_To do_:
Exactly the lines from the one containing "Set-play tagging: locate each instance of the window" through the final line of the data are to be written out again, with nothing added.

--------------------------------

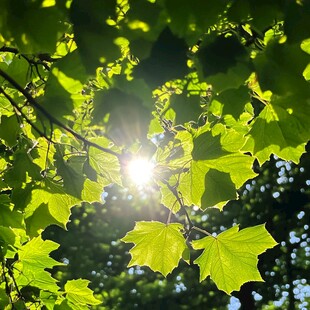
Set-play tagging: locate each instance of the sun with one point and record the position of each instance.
(140, 171)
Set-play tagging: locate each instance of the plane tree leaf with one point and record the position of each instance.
(79, 294)
(157, 245)
(280, 129)
(34, 257)
(230, 259)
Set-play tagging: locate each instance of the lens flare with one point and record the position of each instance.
(140, 171)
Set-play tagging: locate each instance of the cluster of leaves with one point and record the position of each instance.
(85, 86)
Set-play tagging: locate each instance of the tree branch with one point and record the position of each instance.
(15, 106)
(51, 118)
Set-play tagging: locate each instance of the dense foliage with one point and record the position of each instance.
(204, 89)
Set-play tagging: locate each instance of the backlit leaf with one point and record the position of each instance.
(230, 259)
(157, 245)
(79, 294)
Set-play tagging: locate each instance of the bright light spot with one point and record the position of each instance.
(140, 171)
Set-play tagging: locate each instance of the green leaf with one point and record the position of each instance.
(33, 259)
(230, 259)
(280, 129)
(9, 136)
(280, 69)
(157, 245)
(187, 108)
(216, 189)
(79, 294)
(9, 217)
(216, 173)
(106, 165)
(167, 60)
(34, 36)
(46, 205)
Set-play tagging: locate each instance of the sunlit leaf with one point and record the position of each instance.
(157, 245)
(230, 259)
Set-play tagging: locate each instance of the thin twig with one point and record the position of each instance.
(52, 119)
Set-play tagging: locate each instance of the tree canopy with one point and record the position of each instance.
(205, 92)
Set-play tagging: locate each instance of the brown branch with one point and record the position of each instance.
(51, 118)
(15, 106)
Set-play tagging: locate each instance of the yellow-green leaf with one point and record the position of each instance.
(79, 294)
(157, 245)
(230, 259)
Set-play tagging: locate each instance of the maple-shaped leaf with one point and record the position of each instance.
(157, 245)
(230, 259)
(79, 294)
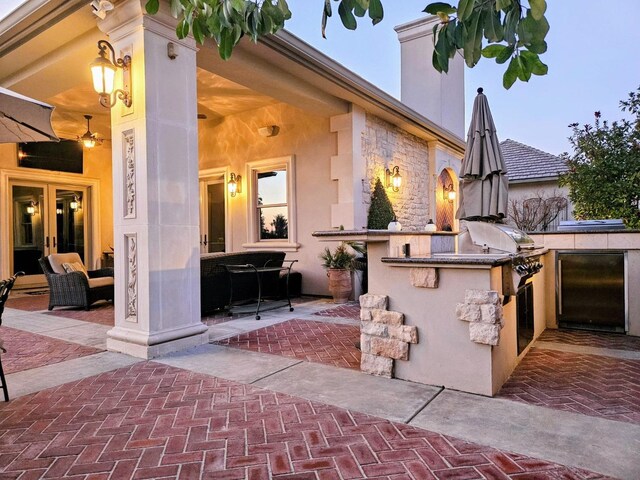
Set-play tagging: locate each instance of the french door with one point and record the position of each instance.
(46, 218)
(213, 214)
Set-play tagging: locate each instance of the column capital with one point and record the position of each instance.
(130, 15)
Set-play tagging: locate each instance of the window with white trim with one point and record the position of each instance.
(271, 212)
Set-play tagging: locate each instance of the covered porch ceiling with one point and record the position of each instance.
(51, 62)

--------------------------------

_Written response_:
Set-play tagging: locate each instance of the window with white trim with one point and record the position of each instance.
(271, 212)
Set-play tagging: locate each instance of the covered porch ceiling with one point and record the position of each instance.
(51, 62)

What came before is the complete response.